_Tarefa_.
Liste todas as cidades mencionadas no trecho abaixo sobre a vida de Zizinho e Ruth.

_Trecho da página_.

Texto de Joaquim Maria Botelho
Casou-se, em 1949, com a prima Ruth, sua melhor e mais querida amiga. E passou a vida pedindo a Deus que lhe permitisse morrer antes dela, porque não suportaria perdê-la. Foi atendido no dia 9 de outubro de 2001, abatido pelo mal de Alzheimer.
O casal viveu em São Paulo os primeiros anos do casamento. Zizinho trabalhava na Estrada de Ferro Central do Brasil e Ruth no Laboratório Torres e em algumas editoras. Mas, sempre que podiam, ficavam períodos em Cachoeira Paulista, na chacrinha herdada do avô, o guarda-chaves Juca Botelho.
No começo de 1955, decidiram mudar-se para cá. Tinham três filhos pequenos – e eu na barriga – e queriam a tranquilidade de vê-los brincando e crescendo em lugar saudável, em contato com a terra e com animais. Ruth pediu remoção e assumiu cadeira no Colégio Valparaíba. Para ela não foi difícil. Graduada em Letras, num tempo em que o grau universitário era raro entre as professoras, e já autora de dois livros festejados pela crítica, tinha numerosos pontos de vantagem sobre os competidores e podia escolher qualquer escola que lhe aprouvesse. Para completar o plano, Zizinho, aventureiro e sonhador, abandonou o emprego promissor na estrada de ferro e resolveu que conseguiria trabalhar em Cachoeira Paulista ou em qualquer cidade próxima. Não perdia, nada, em sua opinião. Seu pai, Antonio Botelho, era o agente da estação Roosevelt da Estrada de Ferro Central do Brasil, seu chefe e por isso mesmo motivo de inveja entre os colegas. Chamavam-no de Botelhinho, em mal disfarçada censura por uma suposta preferência do agente pelo filho, em detrimento dos profissionais da área. Correto, dono de um código rígido de ética pessoal, Zizinho mortificava-se com a situação. Por isso, a mudança de cidade e de emprego não o incomodou. Muito depressa, conseguiu ocupação como laboratorista em uma firma de fotografia, na cidade de Lorena. Trabalhava à noite, quando Ruth já havia chegado a casa, das aulas do colégio. Trabalho exaustivo e inexpressivo, pelo menos serviu-lhe de escola para transformá-lo no excelente fotógrafo que foi. Aprendeu a composição química dos reveladores, fixadores e banhos de parada. Lia avidamente sobre história da arte, composição, estética.

_Informações fornecidas_.
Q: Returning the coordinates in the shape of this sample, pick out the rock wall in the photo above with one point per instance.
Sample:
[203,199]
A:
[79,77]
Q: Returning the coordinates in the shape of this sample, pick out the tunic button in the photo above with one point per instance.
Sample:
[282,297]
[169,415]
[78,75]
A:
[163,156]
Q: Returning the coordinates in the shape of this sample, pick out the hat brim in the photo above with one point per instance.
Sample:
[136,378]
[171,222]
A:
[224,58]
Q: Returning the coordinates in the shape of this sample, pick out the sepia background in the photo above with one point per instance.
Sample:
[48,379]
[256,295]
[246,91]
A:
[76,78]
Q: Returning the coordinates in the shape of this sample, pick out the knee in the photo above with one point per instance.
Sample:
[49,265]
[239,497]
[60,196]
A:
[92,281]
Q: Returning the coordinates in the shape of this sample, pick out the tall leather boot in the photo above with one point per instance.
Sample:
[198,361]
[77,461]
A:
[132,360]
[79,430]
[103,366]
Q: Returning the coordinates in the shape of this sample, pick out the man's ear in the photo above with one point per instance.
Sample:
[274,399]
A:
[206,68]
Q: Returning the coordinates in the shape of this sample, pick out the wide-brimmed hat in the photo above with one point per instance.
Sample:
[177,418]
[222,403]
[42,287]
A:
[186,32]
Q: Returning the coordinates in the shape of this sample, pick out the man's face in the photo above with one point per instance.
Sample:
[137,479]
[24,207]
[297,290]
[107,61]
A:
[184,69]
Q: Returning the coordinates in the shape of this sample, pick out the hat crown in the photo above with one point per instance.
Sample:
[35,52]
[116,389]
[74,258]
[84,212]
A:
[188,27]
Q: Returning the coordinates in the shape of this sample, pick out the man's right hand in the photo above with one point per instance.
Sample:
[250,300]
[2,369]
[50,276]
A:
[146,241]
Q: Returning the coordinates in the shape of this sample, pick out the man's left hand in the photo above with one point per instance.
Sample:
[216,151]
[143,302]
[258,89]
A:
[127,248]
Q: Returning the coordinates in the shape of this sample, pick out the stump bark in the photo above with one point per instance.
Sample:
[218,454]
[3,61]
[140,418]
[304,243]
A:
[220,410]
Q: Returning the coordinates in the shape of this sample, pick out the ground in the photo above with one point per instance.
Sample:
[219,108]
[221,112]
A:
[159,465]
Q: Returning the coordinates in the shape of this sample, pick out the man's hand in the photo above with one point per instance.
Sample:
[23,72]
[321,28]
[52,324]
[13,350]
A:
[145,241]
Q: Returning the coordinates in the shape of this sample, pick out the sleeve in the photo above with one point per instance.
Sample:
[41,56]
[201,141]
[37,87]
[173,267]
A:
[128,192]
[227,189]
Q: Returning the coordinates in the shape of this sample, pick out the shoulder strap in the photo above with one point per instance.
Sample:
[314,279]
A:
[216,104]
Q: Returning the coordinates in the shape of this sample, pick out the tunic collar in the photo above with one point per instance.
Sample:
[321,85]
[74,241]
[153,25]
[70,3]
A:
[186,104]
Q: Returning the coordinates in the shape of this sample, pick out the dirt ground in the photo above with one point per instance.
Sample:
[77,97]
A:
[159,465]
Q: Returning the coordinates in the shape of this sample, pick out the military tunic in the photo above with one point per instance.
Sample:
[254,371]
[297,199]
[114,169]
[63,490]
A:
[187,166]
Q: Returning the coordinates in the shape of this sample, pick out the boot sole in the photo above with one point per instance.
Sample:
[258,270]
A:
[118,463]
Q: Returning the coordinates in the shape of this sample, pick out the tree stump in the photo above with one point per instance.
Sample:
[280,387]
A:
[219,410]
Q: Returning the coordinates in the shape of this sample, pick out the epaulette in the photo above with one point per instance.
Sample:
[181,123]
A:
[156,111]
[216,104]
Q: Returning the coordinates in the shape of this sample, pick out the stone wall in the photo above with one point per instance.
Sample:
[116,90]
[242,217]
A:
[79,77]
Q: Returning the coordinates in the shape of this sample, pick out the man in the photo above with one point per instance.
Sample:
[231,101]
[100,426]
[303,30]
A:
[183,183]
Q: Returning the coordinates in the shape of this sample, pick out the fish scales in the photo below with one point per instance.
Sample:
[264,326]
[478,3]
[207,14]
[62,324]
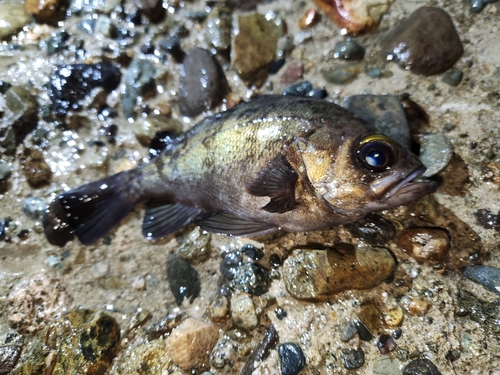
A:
[273,163]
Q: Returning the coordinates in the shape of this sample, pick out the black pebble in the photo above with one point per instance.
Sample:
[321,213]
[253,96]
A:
[252,278]
[353,358]
[280,313]
[184,280]
[231,261]
[420,367]
[298,89]
[292,359]
[252,252]
[72,83]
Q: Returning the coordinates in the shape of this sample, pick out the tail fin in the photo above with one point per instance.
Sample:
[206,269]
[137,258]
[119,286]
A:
[93,209]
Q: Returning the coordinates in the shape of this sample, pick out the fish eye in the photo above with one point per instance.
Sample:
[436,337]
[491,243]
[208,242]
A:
[377,153]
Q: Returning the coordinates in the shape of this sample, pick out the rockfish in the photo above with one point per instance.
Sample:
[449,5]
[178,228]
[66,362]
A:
[274,163]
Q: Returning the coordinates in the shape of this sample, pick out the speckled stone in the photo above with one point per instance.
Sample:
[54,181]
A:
[385,112]
[355,16]
[353,358]
[421,367]
[424,244]
[13,16]
[292,359]
[243,312]
[202,83]
[319,274]
[190,343]
[426,43]
[254,48]
[487,276]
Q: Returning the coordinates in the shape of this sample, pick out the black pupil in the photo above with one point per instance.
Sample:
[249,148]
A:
[375,158]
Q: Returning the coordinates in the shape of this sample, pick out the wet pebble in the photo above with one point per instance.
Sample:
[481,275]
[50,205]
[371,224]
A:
[184,280]
[252,278]
[218,309]
[385,112]
[195,246]
[293,72]
[487,276]
[385,365]
[374,230]
[71,84]
[348,50]
[139,81]
[298,89]
[342,75]
[386,344]
[426,42]
[254,48]
[34,207]
[5,169]
[172,45]
[261,351]
[13,16]
[202,85]
[309,19]
[421,367]
[231,261]
[292,360]
[223,354]
[319,274]
[189,345]
[435,153]
[218,26]
[252,252]
[243,312]
[35,168]
[355,17]
[9,355]
[453,77]
[424,244]
[353,358]
[19,117]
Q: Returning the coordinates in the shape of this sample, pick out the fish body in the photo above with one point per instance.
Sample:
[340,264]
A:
[277,162]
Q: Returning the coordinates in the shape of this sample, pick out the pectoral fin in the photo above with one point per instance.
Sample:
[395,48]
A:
[277,181]
[162,219]
[228,223]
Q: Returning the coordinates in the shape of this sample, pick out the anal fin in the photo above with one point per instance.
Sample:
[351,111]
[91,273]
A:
[228,223]
[162,219]
[277,181]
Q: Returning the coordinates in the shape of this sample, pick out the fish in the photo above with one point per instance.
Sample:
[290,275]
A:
[273,163]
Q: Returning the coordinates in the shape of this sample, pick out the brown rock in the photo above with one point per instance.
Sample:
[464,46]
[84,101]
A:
[189,345]
[318,274]
[424,244]
[309,19]
[356,16]
[292,73]
[426,43]
[42,10]
[254,48]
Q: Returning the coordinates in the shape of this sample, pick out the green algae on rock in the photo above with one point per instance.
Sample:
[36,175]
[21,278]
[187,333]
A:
[319,274]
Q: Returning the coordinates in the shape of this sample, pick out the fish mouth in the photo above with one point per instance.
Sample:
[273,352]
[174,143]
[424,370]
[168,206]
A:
[409,189]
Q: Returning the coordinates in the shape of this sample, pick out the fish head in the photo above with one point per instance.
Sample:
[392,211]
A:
[359,171]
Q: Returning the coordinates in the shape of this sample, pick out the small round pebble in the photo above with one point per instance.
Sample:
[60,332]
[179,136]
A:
[421,367]
[353,358]
[292,359]
[348,50]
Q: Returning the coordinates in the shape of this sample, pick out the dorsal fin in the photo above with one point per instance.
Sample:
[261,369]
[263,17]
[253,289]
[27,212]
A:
[277,181]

_Resposta escrita_.
- São Paulo
- Cachoeira Paulista
- Lorena